PROBLEM A: List each change that the passage about The Three Bears says authors made to the story over time.
PROBLEM B: In the passage about The Three Bears, what did Sonny call the little patch of trees in the yard?

PASSAGE SHOWN:
-- -- --
Just like me, Sonny was 10 when we moved to a house with a nearby wood, or at least more trees in the yard. By that time we’d abandoned fairy tales and were deeply into Star Wars and Doctor Who. The yard had a little patch of trees that Sonny called “the forest.” It wasn’t big enough for a fort or cottage. That didn’t stop me from worrying that he’d figure out a way to break his neck in there somehow. 

Authors kept tweaking The Three Bears. In 1850, Joseph Cundall turned the old woman into a girl with the name of Silver-Hair. This caught on, and Silver-Hair became Goldilocks. The bears turned from friends to family (siblings, then father-mother-child). Sometimes Goldilocks  repented and made amends, though mostly she just defenestrated herself and headed for home. 

As a blonde I’ve occasionally been called Goldilocks, in a kidding way. It’s no compliment. Goldilocks is quite the brat. Most of the retellings emphasize her bad manners and fecklessness. She’s supposed to be on an errand for her mom, not stealing food and breaking chairs! Now that I know she started out as a filthy-mouthed old woman, I should relate to her better—but I don’t.  She’s horrible.  

Nobody blames the bears, not even after the cathedral thing. They’re punctilious about manners and social niceties. The porridge is set out to cool because the bears know that it’s impolite to blow on one’s food, even in the privacy of one’s own cottage in the woods. Their floors are swept spotless. Wee Little’s chair has been repaired. The beds have been remade. The bears pace warily through the forest. Once upon a time they left their door unlatched, but no more.
-- -- --
SUPPLIED RECORDS:
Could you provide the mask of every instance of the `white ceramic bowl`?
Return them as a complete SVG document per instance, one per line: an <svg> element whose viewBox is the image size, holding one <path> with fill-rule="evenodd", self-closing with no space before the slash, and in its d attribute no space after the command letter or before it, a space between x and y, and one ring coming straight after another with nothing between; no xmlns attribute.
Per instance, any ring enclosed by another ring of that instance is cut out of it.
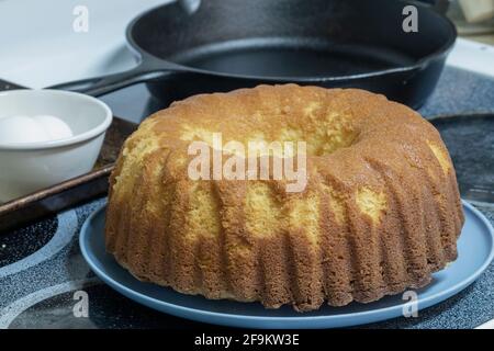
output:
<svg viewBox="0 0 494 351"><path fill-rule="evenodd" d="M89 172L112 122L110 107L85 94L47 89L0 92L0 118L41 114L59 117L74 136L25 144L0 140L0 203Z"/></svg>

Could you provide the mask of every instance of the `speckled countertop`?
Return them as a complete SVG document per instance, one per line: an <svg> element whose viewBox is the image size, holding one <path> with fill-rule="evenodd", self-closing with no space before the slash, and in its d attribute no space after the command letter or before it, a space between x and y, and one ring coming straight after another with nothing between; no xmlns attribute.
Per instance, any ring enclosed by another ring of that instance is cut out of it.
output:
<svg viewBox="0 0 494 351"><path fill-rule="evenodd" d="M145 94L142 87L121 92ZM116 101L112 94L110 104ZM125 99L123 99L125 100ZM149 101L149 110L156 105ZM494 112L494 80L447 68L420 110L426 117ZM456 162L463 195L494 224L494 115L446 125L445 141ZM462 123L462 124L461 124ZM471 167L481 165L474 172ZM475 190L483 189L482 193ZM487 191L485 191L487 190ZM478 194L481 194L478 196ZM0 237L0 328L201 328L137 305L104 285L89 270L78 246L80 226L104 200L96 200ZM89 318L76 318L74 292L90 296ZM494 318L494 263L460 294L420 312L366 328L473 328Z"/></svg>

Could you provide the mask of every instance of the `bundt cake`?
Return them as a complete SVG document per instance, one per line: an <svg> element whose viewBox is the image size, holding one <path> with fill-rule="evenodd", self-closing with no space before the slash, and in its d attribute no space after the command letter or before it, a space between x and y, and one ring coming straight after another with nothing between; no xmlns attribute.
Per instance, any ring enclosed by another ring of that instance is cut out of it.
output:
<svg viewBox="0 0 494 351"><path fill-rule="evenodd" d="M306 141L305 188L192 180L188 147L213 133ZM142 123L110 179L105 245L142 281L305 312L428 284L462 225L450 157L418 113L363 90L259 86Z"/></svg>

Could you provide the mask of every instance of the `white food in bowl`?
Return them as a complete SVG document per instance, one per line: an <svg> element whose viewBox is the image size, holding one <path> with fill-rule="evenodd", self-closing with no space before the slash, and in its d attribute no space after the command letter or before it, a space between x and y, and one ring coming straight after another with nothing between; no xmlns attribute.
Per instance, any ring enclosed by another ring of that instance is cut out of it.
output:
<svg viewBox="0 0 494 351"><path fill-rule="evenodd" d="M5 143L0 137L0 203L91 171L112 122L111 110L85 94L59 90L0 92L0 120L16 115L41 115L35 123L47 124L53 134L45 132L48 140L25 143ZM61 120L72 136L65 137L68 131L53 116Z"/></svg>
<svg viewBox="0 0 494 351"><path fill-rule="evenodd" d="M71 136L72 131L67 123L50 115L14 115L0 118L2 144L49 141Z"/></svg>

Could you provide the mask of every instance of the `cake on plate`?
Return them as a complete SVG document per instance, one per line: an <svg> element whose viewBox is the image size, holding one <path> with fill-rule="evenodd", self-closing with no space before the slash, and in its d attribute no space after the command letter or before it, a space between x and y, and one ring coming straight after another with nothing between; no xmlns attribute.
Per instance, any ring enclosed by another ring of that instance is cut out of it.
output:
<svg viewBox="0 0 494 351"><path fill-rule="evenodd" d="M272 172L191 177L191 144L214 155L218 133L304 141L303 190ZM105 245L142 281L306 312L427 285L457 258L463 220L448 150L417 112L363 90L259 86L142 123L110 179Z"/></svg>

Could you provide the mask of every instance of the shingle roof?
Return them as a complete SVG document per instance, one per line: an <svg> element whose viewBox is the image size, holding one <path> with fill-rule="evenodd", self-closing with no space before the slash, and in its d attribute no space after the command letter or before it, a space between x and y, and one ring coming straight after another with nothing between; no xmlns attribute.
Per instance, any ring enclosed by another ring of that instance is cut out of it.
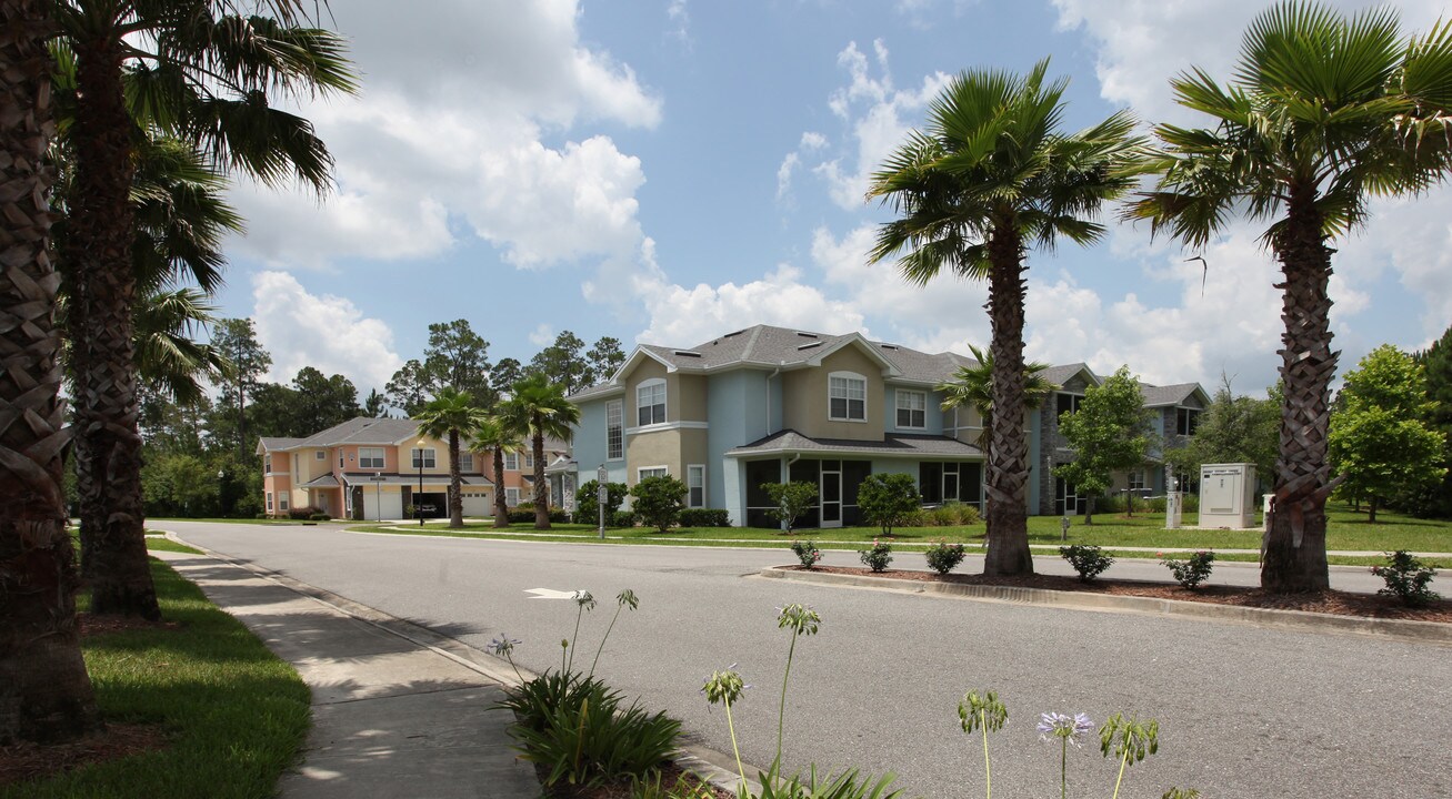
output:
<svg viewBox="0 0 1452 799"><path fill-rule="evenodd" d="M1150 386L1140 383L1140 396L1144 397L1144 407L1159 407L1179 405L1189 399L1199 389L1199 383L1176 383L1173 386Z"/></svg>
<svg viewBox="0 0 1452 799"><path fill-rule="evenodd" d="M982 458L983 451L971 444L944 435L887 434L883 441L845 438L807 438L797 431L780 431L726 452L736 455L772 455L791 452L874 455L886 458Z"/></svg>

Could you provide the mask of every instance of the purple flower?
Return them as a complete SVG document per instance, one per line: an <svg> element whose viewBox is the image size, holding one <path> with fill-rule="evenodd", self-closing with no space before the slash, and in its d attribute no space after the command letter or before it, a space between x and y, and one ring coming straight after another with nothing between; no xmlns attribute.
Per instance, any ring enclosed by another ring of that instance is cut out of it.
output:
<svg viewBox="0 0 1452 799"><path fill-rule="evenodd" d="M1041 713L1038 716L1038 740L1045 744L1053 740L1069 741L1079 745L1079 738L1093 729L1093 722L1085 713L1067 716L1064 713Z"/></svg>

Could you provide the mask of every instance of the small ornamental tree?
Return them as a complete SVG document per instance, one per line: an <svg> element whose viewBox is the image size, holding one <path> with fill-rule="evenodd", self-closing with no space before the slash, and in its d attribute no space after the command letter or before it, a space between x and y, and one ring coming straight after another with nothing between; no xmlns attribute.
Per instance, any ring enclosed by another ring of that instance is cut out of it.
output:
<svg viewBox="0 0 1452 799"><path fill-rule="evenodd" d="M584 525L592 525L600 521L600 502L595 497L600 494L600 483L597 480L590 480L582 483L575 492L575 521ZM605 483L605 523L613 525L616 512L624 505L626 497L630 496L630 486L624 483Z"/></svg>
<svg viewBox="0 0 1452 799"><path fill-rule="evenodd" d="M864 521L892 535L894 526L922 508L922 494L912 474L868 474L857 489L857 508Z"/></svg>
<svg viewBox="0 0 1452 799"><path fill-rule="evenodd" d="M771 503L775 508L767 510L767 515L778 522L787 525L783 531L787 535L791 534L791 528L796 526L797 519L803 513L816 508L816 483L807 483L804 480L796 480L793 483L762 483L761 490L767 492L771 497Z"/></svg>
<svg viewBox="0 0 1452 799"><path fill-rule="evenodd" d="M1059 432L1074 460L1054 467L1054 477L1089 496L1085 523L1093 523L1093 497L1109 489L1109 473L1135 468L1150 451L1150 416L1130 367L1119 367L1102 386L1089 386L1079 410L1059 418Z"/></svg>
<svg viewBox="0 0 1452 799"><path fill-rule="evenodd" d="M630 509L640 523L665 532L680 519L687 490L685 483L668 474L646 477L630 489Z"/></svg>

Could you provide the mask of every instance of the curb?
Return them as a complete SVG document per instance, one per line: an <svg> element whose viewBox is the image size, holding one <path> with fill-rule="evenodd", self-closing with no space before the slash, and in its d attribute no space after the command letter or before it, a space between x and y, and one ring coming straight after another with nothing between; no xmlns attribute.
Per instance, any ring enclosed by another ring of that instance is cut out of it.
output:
-- -- --
PROBLEM SOLUTION A:
- In 1850, Joseph Cundall turned the old woman into a girl named Silver-Hair.
- Silver-Hair became Goldilocks.
- The bears changed from friends to family: first siblings, then father-mother-child.
- In some versions, Goldilocks repented and made amends.

PROBLEM SOLUTION B: "The forest."